## TASK INPUT
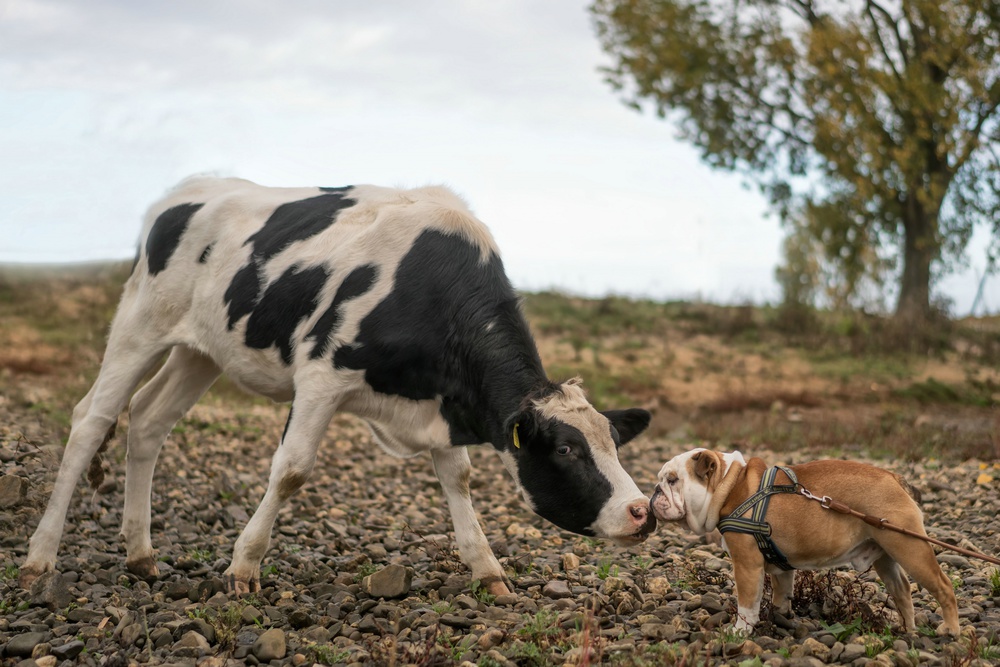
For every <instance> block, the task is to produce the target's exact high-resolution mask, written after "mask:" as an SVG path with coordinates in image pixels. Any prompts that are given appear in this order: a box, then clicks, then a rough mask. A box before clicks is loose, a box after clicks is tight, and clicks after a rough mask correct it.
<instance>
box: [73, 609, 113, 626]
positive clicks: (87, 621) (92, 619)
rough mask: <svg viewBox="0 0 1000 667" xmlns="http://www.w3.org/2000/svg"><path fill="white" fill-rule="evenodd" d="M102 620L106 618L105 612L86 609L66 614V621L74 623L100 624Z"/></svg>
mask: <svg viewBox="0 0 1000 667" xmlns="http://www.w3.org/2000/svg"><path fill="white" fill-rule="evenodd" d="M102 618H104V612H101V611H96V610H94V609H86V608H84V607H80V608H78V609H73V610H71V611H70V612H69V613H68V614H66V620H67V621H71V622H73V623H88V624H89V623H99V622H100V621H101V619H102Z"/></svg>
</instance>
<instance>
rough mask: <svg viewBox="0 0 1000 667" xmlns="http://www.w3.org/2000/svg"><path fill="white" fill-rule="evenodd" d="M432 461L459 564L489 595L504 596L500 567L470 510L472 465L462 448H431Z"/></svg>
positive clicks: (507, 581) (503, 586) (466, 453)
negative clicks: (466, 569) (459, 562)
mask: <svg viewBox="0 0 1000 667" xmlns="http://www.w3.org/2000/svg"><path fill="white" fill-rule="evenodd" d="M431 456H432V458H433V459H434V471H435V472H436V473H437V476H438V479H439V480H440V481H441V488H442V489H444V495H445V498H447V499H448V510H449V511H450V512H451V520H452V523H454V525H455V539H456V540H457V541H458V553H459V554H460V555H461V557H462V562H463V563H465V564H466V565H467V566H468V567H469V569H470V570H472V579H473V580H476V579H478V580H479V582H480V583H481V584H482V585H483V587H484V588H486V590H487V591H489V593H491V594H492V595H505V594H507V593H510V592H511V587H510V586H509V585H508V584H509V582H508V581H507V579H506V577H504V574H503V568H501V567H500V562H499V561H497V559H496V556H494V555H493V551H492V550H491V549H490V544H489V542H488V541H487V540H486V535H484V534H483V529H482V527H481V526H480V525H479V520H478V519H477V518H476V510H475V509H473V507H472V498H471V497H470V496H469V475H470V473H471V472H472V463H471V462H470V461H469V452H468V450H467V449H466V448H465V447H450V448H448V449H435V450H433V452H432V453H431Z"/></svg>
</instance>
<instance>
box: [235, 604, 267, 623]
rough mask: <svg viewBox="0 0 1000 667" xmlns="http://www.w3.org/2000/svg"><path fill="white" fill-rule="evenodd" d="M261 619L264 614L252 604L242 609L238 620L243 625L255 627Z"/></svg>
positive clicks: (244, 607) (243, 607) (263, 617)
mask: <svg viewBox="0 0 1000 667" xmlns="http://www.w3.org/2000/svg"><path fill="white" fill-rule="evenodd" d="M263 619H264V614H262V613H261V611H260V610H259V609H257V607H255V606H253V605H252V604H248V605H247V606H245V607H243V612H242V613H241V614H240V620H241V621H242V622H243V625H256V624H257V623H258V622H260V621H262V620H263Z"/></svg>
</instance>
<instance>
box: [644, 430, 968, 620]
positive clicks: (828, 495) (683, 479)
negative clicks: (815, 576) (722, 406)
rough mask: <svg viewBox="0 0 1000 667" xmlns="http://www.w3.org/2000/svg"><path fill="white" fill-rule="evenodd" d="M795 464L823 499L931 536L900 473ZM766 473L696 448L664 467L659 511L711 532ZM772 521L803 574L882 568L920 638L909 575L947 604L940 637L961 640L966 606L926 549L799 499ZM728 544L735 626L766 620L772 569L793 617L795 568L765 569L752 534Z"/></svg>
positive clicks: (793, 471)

## HOW TO COMPLETE THIS TASK
For the records above, give every line again exactly and skip the pictures.

## TASK SOLUTION
For every <instance> block, the task is to produce the target's exact high-resolution mask, written after "mask:" as an SVG path with coordinates in image pixels. Any prompts that are given appear in this order: a box, then clicks, then a rough mask. A box before clicks is loose, a box after clicks is tight, and clicks after a rough mask correct it.
<instance>
box: [73, 609, 113, 626]
positive clicks: (87, 621) (92, 619)
rough mask: <svg viewBox="0 0 1000 667" xmlns="http://www.w3.org/2000/svg"><path fill="white" fill-rule="evenodd" d="M102 620L106 618L105 612L86 609L66 614V621L74 623L100 624Z"/></svg>
mask: <svg viewBox="0 0 1000 667" xmlns="http://www.w3.org/2000/svg"><path fill="white" fill-rule="evenodd" d="M102 618H104V612H101V611H96V610H94V609H86V608H84V607H80V608H78V609H73V610H71V611H70V612H69V613H68V614H66V620H67V621H71V622H73V623H88V624H89V623H99V622H100V621H101V619H102Z"/></svg>
</instance>
<instance>
rough mask: <svg viewBox="0 0 1000 667" xmlns="http://www.w3.org/2000/svg"><path fill="white" fill-rule="evenodd" d="M432 461L459 564L489 595L504 596L500 567L470 510L472 465L462 448H431Z"/></svg>
positive clicks: (507, 581) (503, 586) (466, 453)
negative clicks: (466, 569) (459, 562)
mask: <svg viewBox="0 0 1000 667" xmlns="http://www.w3.org/2000/svg"><path fill="white" fill-rule="evenodd" d="M431 456H432V458H433V459H434V471H435V472H436V473H437V476H438V479H439V480H440V481H441V488H442V489H444V495H445V498H447V499H448V510H449V511H450V512H451V520H452V523H454V525H455V539H456V540H457V541H458V553H459V554H460V555H461V557H462V562H463V563H465V564H466V565H467V566H468V567H469V569H470V570H472V579H473V580H476V579H478V580H479V582H480V583H481V584H482V585H483V587H484V588H486V590H487V591H489V593H491V594H492V595H505V594H507V593H510V592H511V587H510V586H509V585H508V584H509V582H508V581H507V579H506V577H504V574H503V568H501V567H500V562H499V561H497V559H496V556H494V555H493V551H492V550H491V549H490V544H489V542H488V541H487V540H486V535H484V534H483V529H482V527H481V526H480V525H479V520H478V519H477V518H476V510H475V509H473V507H472V498H471V497H470V496H469V475H470V473H471V472H472V463H471V462H470V461H469V452H468V450H467V449H466V448H465V447H450V448H448V449H435V450H433V452H432V453H431Z"/></svg>
</instance>
<instance>
box: [235, 604, 267, 623]
rough mask: <svg viewBox="0 0 1000 667" xmlns="http://www.w3.org/2000/svg"><path fill="white" fill-rule="evenodd" d="M261 619L264 614L252 604L242 609L238 620L243 625L255 627Z"/></svg>
positive clicks: (244, 607) (243, 607) (263, 617)
mask: <svg viewBox="0 0 1000 667" xmlns="http://www.w3.org/2000/svg"><path fill="white" fill-rule="evenodd" d="M263 619H264V614H262V613H261V611H260V610H259V609H257V607H255V606H253V605H252V604H248V605H247V606H245V607H243V612H242V613H241V614H240V620H241V621H242V622H243V625H256V624H257V623H258V622H260V621H262V620H263Z"/></svg>
</instance>
<instance>
box: [644, 430, 968, 620]
positive clicks: (828, 495) (683, 479)
negative clicks: (815, 576) (722, 406)
rough mask: <svg viewBox="0 0 1000 667" xmlns="http://www.w3.org/2000/svg"><path fill="white" fill-rule="evenodd" d="M795 464L823 499L931 536L900 473ZM766 473L696 448L664 467L659 511L711 532ZM772 521L803 574L882 568L920 638L909 575L947 604L940 637L961 640L966 606L926 549L799 499ZM728 544L735 626L766 620L772 569L793 617L795 568L765 569L752 534Z"/></svg>
positive clicks: (793, 471)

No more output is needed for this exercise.